TASK INSTRUCTIONS:
Return each entry exactly, omitting nothing.

DATASET EXTRACT:

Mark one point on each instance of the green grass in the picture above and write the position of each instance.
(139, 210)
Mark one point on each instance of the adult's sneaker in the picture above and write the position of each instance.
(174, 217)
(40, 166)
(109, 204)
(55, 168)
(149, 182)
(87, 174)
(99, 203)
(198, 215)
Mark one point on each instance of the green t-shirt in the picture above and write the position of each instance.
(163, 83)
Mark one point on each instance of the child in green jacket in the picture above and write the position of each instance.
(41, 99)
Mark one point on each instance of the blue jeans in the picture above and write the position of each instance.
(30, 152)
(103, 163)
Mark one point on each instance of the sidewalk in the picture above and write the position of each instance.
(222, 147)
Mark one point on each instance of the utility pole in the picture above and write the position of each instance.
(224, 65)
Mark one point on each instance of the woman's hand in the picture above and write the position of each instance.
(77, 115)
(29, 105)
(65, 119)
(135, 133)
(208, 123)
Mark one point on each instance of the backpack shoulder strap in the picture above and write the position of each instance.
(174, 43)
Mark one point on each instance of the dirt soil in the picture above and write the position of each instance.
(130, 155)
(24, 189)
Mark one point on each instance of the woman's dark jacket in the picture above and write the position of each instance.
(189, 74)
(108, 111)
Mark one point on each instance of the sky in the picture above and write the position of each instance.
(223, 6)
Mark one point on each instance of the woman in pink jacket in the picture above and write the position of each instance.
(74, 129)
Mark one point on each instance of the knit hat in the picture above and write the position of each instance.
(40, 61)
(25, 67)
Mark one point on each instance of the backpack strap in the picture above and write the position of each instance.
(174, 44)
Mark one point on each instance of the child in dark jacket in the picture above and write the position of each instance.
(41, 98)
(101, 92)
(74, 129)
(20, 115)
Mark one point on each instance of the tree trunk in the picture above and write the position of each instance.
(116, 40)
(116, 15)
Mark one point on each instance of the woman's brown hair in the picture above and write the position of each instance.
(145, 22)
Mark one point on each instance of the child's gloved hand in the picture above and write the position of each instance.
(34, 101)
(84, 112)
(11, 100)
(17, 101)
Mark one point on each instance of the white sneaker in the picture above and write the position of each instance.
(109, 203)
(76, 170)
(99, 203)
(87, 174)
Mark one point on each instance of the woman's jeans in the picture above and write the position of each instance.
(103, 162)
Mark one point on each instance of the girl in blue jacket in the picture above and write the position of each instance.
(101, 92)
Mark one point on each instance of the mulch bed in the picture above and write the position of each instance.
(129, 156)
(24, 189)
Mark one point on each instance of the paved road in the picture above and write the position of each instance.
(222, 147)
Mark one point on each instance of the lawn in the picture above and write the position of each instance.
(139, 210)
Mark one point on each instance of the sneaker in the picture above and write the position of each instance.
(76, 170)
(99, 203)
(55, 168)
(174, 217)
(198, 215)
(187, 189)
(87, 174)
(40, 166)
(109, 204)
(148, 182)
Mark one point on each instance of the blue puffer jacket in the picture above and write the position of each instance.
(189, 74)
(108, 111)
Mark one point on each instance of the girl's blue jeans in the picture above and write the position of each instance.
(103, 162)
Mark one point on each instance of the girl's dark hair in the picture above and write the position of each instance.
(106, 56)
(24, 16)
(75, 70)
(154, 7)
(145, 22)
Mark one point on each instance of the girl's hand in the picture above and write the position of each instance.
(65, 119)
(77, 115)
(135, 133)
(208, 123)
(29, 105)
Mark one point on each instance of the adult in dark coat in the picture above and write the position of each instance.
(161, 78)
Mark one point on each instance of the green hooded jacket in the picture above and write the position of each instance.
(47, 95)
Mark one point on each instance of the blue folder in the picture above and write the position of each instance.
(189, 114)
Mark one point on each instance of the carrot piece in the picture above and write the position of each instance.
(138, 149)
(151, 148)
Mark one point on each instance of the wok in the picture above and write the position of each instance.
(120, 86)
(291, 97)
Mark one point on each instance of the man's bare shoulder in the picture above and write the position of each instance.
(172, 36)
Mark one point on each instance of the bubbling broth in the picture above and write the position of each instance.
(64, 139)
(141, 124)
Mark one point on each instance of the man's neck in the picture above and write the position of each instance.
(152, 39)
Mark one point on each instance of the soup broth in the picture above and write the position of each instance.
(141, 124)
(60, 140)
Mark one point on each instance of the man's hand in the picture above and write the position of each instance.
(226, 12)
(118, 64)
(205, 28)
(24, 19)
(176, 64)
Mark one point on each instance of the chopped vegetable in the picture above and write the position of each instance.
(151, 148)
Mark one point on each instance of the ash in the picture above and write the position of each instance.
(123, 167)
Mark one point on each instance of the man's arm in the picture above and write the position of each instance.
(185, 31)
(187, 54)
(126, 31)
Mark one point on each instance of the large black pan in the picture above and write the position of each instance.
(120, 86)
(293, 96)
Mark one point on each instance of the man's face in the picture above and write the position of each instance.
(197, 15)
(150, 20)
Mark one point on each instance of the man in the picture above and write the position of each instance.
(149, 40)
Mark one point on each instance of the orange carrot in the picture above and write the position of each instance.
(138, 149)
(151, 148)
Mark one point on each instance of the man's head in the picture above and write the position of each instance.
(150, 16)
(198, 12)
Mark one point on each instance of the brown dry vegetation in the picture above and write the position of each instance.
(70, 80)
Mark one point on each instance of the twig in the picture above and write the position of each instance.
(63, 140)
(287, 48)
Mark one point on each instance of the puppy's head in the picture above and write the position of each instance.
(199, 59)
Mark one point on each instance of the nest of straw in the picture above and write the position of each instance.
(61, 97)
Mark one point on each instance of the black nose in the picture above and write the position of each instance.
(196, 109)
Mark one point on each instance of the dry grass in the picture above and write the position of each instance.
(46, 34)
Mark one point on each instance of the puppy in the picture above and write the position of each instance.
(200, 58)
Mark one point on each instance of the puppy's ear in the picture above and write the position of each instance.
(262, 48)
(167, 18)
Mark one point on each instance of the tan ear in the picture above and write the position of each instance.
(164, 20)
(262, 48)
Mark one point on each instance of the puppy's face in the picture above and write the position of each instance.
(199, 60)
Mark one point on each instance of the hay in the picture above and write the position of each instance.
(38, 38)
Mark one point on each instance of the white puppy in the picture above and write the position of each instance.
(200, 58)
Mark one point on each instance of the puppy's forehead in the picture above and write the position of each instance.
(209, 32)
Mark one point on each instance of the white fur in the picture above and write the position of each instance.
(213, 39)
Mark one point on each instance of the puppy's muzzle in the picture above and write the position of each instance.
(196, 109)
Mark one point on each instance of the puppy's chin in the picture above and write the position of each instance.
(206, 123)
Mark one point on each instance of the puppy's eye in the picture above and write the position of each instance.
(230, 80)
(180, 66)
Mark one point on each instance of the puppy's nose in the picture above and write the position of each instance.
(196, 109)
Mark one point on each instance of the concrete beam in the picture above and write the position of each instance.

PROBLEM SOLUTION:
Mark one point on each instance of the green grass in the picture above and write the position of each instance.
(139, 210)
Mark one point on each instance of the adult's sneaker in the picture above and write the position of each instance.
(174, 217)
(40, 166)
(109, 204)
(55, 168)
(149, 182)
(87, 174)
(99, 203)
(198, 215)
Mark one point on each instance of the green t-shirt in the picture above and write the position of each instance.
(163, 83)
Mark one point on each instance of the child in green jacket in the picture above and write the position of each instance.
(41, 99)
Mark one point on each instance of the blue jeans in the picture above and write the position of each instance.
(30, 152)
(103, 163)
Mark one point on each instance of the sidewalk in the picture above and write the position of each instance.
(222, 147)
Mark one point on each instance of the utility pole in the picture above and write the position of each instance.
(224, 65)
Mark one point on each instance of the woman's hand in the picture above and write the position of each instance.
(77, 115)
(29, 105)
(65, 119)
(135, 133)
(208, 123)
Mark one point on each instance of the backpack shoulder strap in the picture above and write the position of each instance.
(174, 43)
Mark one point on each instance of the dirt soil in the picture above and write the position of each instance.
(130, 155)
(24, 189)
Mark one point on each instance of the woman's dark jacket in the picture above and write the position of each instance.
(189, 74)
(108, 111)
Mark one point on each instance of the sky in the picture above and write the position of each instance.
(223, 6)
Mark one point on each instance of the woman in pink jacket in the picture above and write the position of each instance.
(74, 129)
Mark one point on each instance of the knit hat in the picture above and write the position of each instance.
(40, 61)
(25, 67)
Mark one point on each instance of the backpack strap in the picture above and write the position of each instance.
(174, 44)
Mark one point on each instance of the child in dark jacket in the picture above and write the position of each instance.
(41, 98)
(101, 92)
(74, 129)
(20, 115)
Mark one point on each instance of the tree trunk in the picture above and write the position of each instance.
(116, 40)
(116, 15)
Mark one point on each instance of the woman's brown hair in the picture above and write the position of each instance.
(145, 22)
Mark one point on each instance of the child's gloved hand in the picture above and write the position of each instance.
(34, 101)
(84, 112)
(11, 100)
(17, 101)
Mark one point on each instance of the white sneaker in the picture above and write the position of each instance.
(109, 203)
(76, 170)
(99, 203)
(87, 174)
Mark one point on each instance of the woman's jeans in the picture above and write the position of each instance.
(103, 162)
Mark one point on each instance of the girl in blue jacket in the picture above and write the position of each instance.
(101, 92)
Mark one point on each instance of the mulch bed in the picture above and write the position of each instance.
(129, 156)
(24, 189)
Mark one point on each instance of the paved road in the picture above and write the position of each instance.
(222, 147)
Mark one point on each instance of the lawn in the picture above and write the position of each instance.
(139, 210)
Mark one point on each instance of the sneaker in the picture above and write the position of each instance.
(76, 170)
(99, 203)
(55, 168)
(174, 217)
(198, 215)
(187, 189)
(87, 174)
(40, 166)
(109, 204)
(148, 182)
Mark one point on each instance of the blue puffer jacket in the picture above and write the position of each instance.
(189, 74)
(108, 111)
Mark one point on each instance of the girl's blue jeans in the picture above and write the position of each instance.
(103, 162)
Mark one point on each instance of the girl's dark hair in the picture above and write the position of each instance.
(106, 56)
(24, 16)
(75, 70)
(154, 7)
(145, 22)
Mark one point on each instance of the girl's hand in the picture above and write the position of each instance.
(65, 119)
(77, 115)
(135, 133)
(208, 123)
(29, 105)
Mark one point on each instance of the adult in dark coat in the picture above and write the position of each instance.
(161, 78)
Mark one point on each instance of the green hooded jacket in the picture above and write the position of each instance.
(47, 95)
Mark one point on each instance of the blue folder in the picture above and write the position of each instance.
(189, 114)
Mark one point on each instance of the carrot piece in the picture above and write the position of each instance.
(138, 149)
(151, 148)
Mark one point on each instance of the wok in the picture above and write the position of each instance.
(120, 86)
(291, 97)
Mark one point on each instance of the man's bare shoulder in the picture above and write the position of each instance.
(172, 36)
Mark one point on each instance of the bubbling broth in the picture above and write the position of each instance.
(64, 139)
(141, 124)
Mark one point on each instance of the man's neck in the picture above and write the position of each instance.
(152, 39)
Mark one point on each instance of the soup broth in the picture above and write the position of each instance.
(141, 124)
(60, 140)
Mark one point on each instance of the man's hand in the picture above and write the position of each instance.
(226, 12)
(118, 64)
(205, 28)
(24, 19)
(176, 64)
Mark one point on each instance of the chopped vegetable in the picture above and write the position of each instance.
(151, 148)
Mark one point on each instance of the ash in the picture above and write the position of each instance.
(123, 167)
Mark one point on each instance of the man's arm in the picture above and write the position of each instance.
(185, 31)
(187, 54)
(126, 31)
Mark one point on each instance of the large black pan in the picture above and write the position of each instance.
(120, 86)
(293, 96)
Mark one point on each instance of the man's face in the picture above and write the position of each instance.
(197, 15)
(150, 20)
Mark one point on each instance of the man in the picture above and write the position of each instance.
(149, 40)
Mark one point on each instance of the orange carrot in the picture above and write the position of each instance.
(138, 149)
(151, 148)
Mark one point on each instance of the man's head in the picture above and write the position of each instance.
(150, 16)
(198, 12)
Mark one point on each instance of the brown dry vegetation in the picture above and write the position of each instance.
(70, 80)
Mark one point on each instance of the twig in the picture above and write the position of each instance.
(63, 140)
(287, 48)
Mark one point on each instance of the puppy's head in the picture above and write the position of each instance.
(199, 59)
Mark one point on each instance of the nest of straw in the picture above and write the position of each instance.
(61, 97)
Mark one point on each instance of the black nose in the picture above and write the position of each instance.
(196, 109)
Mark one point on each instance of the dry grass in the picture above and write the position of each instance.
(46, 34)
Mark one point on each instance of the puppy in the picture above and write the position of each instance.
(200, 58)
Mark one point on each instance of the puppy's ear in the picture above and write the position of each instance.
(262, 48)
(167, 18)
Mark one point on each instance of the tan ear in the picture above and write the position of each instance.
(164, 20)
(262, 48)
Mark one point on each instance of the puppy's face in the picture above and write the position of each instance.
(199, 60)
Mark one point on each instance of the hay in the picture above and write the position of each instance.
(38, 38)
Mark one point on each instance of the white puppy in the picture above and write the position of each instance.
(200, 58)
Mark one point on each instance of the puppy's forehead in the picture above and write the position of each instance.
(209, 32)
Mark one point on each instance of the white fur in the picture above and write the position of each instance.
(213, 39)
Mark one point on each instance of the puppy's muzzle in the picture above and write the position of each instance.
(196, 109)
Mark one point on each instance of the puppy's chin in the picture above and write the position of each instance.
(206, 123)
Mark one point on each instance of the puppy's eye in the picture above and write the position of each instance.
(230, 80)
(180, 66)
Mark one point on each instance of the puppy's nose in the picture above and write the position of each instance.
(196, 109)
Mark one point on each instance of the concrete beam in the picture above and write the position of each instance.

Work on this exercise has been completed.